▶ [Required action]: Using the figure legend, please explain what causes membrane localization of NGR1-PALM&PBR1&2-GFP to be restored in the two versions shown in panel E.

▶ [Study text]:
◆ ◆ ◆ ◆ ◆ ◆ ◆

E) Representative pictures of the root columella cells of NGR1Nmyr -PALM&PBR1&2-GFP and NGR1-PALM&PBR1&2 ROP-CT-GFP. Membrane localization of NGR1-PALM&PBR1&2-GFP is restored upon the addition of LZY1 N-terminal myristoylation site (left) or C-terminal region of ROP2 bearing polybasic region and geranyl-geranylation site (right).

F) PM/cytoplasm ratio quantified for the versions with another acylation site. Different letters designate the statistically significant difference with p<0.0001 in a one-way ANOVA test.

G) Rescued main root angle restoration upon reorientation in the vertical scanner setup of the NGR1p::NGR1Nmyr -PALM&PBR1&2-GFP in ngr1/2/3 line, after the addition of LZY1 N-myristoylation site to the NGR1 version with mutated polybasic regions and palmitoylation site.

◆ ◆ ◆ ◆ ◆ ◆ ◆

▶ [Supplied records]:

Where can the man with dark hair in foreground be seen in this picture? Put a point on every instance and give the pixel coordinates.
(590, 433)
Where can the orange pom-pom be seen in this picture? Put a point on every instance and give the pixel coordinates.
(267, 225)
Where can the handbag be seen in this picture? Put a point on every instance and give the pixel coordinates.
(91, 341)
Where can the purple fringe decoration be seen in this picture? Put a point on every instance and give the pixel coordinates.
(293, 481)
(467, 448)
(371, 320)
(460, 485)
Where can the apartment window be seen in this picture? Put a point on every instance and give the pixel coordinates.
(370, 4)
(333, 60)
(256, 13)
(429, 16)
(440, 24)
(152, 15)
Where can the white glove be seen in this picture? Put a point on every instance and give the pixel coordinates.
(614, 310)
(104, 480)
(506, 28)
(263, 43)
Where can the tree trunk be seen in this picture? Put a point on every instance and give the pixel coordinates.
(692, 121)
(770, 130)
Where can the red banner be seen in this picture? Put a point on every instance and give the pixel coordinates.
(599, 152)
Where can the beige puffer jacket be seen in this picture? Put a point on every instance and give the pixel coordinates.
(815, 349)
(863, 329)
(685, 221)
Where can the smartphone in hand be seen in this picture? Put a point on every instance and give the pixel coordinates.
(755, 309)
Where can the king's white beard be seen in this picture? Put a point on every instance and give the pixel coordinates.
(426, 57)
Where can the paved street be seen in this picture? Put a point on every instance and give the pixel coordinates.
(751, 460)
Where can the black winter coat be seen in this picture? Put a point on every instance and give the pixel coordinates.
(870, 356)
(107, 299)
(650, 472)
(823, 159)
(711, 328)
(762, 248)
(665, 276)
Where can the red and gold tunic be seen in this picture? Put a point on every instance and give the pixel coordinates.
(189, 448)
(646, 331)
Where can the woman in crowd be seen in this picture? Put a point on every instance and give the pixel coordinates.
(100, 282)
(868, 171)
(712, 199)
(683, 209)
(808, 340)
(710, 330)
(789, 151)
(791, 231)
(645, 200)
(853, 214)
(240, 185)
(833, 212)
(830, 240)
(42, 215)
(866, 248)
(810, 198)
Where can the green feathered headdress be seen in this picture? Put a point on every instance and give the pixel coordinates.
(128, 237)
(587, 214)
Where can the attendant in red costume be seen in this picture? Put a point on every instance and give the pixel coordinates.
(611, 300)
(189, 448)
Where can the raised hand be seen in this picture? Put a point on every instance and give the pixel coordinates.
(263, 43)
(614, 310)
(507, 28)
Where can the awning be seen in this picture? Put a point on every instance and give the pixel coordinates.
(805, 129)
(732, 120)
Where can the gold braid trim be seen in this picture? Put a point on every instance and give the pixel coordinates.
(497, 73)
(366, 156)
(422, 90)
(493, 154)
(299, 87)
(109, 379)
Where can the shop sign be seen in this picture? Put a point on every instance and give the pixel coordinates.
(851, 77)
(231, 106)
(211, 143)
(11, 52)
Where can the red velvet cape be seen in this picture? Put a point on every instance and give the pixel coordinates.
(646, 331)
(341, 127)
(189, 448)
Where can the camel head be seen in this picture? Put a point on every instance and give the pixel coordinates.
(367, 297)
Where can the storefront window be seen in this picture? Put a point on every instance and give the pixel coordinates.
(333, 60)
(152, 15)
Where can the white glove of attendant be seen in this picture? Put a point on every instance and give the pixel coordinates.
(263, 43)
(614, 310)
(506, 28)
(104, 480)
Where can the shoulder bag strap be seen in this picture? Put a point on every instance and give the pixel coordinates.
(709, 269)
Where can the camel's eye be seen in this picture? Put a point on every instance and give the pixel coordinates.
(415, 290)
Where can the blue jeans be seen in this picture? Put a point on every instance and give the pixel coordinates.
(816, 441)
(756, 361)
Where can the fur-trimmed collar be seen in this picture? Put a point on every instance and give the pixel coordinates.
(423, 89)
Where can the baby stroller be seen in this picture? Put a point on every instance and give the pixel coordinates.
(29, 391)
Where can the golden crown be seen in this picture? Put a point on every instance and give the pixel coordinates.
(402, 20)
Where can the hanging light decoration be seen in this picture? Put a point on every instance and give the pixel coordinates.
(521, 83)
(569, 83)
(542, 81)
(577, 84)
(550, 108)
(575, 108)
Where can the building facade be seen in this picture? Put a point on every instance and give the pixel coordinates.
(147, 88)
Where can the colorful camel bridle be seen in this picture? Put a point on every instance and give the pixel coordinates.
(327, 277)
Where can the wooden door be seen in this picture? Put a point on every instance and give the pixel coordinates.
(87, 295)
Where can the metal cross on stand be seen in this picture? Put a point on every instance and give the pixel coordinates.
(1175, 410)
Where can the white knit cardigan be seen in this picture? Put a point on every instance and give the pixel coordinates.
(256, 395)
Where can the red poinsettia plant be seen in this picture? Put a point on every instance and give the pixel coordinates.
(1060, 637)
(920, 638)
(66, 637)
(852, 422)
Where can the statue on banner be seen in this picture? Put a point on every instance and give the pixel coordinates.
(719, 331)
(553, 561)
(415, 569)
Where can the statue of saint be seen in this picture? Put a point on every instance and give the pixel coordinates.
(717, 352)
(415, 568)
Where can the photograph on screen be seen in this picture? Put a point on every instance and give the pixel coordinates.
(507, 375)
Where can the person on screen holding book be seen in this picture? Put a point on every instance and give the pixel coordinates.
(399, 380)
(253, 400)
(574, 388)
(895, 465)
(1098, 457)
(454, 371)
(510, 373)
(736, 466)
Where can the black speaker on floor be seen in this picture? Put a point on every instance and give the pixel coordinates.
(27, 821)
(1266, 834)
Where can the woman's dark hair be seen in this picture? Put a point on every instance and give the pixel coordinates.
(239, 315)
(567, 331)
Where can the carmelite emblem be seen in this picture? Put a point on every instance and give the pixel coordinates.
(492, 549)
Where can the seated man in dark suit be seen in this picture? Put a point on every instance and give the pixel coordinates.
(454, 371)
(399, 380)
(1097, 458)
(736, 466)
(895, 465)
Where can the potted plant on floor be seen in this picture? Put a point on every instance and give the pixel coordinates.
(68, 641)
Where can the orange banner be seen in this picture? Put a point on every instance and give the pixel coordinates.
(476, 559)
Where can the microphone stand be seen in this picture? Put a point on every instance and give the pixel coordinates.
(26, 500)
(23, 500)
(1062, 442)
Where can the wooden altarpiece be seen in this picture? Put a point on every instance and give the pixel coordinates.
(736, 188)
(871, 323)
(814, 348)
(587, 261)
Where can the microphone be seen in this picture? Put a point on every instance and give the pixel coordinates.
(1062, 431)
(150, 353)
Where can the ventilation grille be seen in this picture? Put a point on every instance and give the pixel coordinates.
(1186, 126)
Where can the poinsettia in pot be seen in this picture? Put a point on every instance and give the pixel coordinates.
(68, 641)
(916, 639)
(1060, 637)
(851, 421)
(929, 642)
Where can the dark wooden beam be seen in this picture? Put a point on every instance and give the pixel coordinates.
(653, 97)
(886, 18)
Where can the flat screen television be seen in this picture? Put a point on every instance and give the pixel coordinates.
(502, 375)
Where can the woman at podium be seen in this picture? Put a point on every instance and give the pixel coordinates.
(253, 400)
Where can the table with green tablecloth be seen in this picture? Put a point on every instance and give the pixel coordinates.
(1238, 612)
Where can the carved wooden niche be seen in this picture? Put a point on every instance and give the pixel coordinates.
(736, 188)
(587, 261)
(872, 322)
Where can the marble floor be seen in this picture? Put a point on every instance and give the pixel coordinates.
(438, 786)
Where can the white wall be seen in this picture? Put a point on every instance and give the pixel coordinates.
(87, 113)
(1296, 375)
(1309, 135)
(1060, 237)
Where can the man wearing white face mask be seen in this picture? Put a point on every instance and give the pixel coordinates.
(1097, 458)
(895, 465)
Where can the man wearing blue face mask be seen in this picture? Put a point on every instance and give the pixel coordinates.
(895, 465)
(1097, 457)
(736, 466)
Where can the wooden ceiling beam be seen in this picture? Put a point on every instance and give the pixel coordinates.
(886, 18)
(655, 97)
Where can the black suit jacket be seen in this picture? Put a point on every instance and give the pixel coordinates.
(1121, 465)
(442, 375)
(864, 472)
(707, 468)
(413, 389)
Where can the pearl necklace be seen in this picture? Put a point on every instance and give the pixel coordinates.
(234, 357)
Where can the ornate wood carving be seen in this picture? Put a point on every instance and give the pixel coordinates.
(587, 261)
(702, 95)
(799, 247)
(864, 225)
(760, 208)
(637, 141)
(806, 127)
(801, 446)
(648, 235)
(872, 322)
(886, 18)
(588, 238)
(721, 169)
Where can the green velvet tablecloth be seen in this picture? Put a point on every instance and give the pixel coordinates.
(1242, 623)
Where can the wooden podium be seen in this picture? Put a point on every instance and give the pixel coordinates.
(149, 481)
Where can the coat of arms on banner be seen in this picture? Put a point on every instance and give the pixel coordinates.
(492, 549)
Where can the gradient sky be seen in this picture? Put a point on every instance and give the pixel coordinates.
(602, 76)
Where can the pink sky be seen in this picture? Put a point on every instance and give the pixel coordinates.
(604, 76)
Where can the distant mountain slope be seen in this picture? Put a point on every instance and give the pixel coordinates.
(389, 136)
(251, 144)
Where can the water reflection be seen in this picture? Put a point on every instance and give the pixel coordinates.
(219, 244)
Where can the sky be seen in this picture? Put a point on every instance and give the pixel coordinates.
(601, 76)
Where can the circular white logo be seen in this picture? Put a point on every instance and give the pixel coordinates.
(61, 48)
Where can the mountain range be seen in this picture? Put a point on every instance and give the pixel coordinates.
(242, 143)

◆ ◆ ◆ ◆ ◆ ◆ ◆

▶ [Output for this task]: Membrane localization is restored by adding a new site to NGR1-PALM&PBR1&2-GFP. One version gets the N-terminal myristoylation site of LZY1 (left), and the other gets the C-terminal region of ROP2, which carries a polybasic region and a geranyl-geranylation site (right).